#### [TASK PROMPT]
Needed from the entries below: every line that holds the word "surface".

--- RECORDS FOR THIS EXERCISE Enclosed Below ---

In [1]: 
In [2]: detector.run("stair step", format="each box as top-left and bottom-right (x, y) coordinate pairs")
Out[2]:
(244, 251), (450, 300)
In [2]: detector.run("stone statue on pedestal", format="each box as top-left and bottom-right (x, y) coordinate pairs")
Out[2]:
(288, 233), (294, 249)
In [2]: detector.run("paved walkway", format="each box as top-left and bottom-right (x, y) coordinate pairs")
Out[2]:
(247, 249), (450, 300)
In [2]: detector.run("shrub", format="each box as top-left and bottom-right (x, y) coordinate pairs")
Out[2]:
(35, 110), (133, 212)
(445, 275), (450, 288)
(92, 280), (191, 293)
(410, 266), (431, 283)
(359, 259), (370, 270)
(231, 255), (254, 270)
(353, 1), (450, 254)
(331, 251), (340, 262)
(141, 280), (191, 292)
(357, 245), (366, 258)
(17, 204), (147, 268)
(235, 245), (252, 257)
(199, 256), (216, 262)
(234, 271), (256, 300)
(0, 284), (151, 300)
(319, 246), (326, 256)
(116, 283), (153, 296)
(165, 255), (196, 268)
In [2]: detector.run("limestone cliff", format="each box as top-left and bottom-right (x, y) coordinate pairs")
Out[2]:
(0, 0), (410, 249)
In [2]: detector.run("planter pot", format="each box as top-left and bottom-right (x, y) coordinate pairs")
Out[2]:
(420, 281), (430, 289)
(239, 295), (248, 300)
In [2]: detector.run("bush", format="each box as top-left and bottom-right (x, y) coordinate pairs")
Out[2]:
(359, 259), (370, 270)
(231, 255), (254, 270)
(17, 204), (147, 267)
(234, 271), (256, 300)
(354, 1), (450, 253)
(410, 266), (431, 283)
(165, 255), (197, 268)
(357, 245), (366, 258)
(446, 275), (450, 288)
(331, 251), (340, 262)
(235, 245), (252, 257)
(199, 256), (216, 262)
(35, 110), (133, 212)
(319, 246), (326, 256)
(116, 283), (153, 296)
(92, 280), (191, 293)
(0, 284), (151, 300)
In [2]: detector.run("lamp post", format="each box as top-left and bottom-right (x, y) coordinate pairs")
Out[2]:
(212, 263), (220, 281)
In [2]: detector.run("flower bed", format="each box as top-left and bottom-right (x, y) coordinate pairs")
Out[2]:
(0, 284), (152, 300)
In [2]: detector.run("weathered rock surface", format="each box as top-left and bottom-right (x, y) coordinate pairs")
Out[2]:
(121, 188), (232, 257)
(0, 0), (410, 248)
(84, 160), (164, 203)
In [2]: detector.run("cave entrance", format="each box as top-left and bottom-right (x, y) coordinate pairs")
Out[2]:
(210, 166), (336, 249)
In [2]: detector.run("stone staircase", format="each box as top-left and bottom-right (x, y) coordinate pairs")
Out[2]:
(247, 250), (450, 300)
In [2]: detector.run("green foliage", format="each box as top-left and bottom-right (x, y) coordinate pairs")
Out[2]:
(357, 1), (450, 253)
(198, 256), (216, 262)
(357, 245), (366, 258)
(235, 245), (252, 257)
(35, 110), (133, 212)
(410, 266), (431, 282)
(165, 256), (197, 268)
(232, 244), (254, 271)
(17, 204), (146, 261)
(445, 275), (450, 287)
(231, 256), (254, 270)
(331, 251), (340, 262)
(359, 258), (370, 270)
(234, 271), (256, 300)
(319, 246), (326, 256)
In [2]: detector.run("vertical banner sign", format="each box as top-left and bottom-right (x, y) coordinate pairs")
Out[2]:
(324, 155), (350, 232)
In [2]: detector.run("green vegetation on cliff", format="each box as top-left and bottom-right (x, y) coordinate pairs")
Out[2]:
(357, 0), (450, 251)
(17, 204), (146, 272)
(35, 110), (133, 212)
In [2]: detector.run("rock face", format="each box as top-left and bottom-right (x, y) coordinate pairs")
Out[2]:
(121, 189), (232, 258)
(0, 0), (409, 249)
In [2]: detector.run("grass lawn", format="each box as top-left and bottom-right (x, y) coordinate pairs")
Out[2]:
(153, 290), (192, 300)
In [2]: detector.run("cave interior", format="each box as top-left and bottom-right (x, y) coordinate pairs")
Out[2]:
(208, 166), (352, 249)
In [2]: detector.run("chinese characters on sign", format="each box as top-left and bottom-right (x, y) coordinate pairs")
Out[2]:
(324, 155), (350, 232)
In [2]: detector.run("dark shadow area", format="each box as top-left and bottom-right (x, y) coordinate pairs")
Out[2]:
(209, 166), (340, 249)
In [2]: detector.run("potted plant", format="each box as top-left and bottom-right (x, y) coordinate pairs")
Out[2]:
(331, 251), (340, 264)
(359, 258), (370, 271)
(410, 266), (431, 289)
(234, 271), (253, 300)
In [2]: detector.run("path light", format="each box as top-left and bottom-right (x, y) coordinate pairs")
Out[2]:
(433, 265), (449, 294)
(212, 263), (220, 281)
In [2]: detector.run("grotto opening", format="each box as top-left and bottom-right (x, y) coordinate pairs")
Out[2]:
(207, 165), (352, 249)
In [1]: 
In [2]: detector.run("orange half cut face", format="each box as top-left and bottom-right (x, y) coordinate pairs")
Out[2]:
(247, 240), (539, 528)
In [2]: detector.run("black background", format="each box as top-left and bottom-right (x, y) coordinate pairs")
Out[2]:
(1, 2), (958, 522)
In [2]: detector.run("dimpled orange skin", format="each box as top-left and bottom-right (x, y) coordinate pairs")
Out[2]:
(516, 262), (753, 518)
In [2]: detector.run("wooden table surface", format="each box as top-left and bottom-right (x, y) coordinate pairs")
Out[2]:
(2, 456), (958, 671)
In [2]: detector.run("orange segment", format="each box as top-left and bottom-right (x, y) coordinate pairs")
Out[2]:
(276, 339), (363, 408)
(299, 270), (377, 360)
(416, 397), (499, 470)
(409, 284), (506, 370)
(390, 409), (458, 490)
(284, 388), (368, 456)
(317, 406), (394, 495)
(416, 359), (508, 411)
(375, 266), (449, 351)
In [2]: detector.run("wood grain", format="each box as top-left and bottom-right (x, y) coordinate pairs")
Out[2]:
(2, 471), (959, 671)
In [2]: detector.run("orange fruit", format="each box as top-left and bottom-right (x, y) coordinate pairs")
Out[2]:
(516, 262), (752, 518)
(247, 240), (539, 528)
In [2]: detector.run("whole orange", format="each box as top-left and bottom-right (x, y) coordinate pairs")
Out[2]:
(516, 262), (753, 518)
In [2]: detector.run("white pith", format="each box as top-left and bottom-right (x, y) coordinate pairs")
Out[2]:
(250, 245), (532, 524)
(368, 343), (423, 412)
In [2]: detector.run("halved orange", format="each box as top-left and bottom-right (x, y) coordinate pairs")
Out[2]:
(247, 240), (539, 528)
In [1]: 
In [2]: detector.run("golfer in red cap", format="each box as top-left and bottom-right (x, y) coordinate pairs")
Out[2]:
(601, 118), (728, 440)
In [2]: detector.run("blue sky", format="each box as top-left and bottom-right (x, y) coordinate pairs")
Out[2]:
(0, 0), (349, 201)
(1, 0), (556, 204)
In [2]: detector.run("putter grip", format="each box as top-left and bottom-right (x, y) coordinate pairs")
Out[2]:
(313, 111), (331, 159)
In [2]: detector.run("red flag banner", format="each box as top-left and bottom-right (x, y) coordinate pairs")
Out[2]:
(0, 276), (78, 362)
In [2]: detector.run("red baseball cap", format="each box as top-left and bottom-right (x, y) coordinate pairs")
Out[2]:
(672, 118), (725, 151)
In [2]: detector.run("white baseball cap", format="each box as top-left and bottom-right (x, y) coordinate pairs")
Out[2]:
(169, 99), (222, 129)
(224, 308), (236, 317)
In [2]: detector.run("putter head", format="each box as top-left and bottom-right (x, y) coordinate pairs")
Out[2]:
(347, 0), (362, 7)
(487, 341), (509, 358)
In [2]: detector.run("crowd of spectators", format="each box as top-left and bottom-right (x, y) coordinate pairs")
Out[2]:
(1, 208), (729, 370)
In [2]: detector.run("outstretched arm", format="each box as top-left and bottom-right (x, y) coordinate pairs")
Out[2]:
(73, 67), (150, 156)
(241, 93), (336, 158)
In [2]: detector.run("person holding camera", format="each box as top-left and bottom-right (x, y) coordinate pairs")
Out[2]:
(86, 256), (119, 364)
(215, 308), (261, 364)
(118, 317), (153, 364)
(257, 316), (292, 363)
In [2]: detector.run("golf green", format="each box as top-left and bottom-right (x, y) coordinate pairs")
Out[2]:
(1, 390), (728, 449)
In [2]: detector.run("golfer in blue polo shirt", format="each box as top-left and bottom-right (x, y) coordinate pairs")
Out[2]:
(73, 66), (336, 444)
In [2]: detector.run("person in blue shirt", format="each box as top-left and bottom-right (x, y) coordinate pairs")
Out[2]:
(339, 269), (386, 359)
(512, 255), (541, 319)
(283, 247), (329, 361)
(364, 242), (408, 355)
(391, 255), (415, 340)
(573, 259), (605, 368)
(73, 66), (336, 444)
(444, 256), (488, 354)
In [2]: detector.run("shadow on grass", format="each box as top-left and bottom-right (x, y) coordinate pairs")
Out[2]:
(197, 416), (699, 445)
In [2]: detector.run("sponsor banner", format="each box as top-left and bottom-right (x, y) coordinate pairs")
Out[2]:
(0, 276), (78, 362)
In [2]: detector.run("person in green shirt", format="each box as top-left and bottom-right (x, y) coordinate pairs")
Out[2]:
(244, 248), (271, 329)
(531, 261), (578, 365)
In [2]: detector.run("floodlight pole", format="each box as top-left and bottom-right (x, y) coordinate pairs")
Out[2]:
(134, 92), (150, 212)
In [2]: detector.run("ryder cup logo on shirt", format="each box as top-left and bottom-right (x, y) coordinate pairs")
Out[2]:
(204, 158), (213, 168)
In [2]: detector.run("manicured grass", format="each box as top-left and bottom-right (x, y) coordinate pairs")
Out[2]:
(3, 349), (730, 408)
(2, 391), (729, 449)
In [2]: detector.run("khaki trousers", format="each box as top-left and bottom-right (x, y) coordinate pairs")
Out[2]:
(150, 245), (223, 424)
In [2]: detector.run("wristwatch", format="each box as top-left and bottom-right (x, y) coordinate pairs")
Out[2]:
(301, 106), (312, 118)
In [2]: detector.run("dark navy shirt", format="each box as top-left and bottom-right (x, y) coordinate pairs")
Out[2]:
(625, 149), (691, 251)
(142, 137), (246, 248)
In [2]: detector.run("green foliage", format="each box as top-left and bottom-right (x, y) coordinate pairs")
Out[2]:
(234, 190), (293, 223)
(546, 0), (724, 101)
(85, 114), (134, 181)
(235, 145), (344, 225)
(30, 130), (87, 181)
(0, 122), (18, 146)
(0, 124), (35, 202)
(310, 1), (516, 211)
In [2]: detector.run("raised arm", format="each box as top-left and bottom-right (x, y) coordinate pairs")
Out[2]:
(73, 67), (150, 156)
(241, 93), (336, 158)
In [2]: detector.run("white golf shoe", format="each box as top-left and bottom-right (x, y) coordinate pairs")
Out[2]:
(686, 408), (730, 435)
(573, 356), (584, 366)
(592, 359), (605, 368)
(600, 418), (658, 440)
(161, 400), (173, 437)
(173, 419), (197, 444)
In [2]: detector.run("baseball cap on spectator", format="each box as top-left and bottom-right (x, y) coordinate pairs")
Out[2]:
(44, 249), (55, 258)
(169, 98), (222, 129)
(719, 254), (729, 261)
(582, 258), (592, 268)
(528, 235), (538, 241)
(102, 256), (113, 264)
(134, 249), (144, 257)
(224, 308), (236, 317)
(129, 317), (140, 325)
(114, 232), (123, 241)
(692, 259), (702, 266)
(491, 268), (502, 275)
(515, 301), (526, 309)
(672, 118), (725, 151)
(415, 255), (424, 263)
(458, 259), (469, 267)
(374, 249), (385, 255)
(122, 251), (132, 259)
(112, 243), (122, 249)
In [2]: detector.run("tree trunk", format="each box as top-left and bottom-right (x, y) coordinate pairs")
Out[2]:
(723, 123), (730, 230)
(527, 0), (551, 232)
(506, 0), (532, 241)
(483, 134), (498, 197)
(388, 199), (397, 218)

--- End of Enclosed RECORDS FOR THIS EXERCISE ---

#### [SOLUTION BELOW]
In [2]: detector.run("weathered rock surface", format="each box as top-left and bottom-right (x, y) coordinate pairs")
In [2]: detector.run("wooden table surface", format="each box as top-left and bottom-right (x, y) coordinate pairs")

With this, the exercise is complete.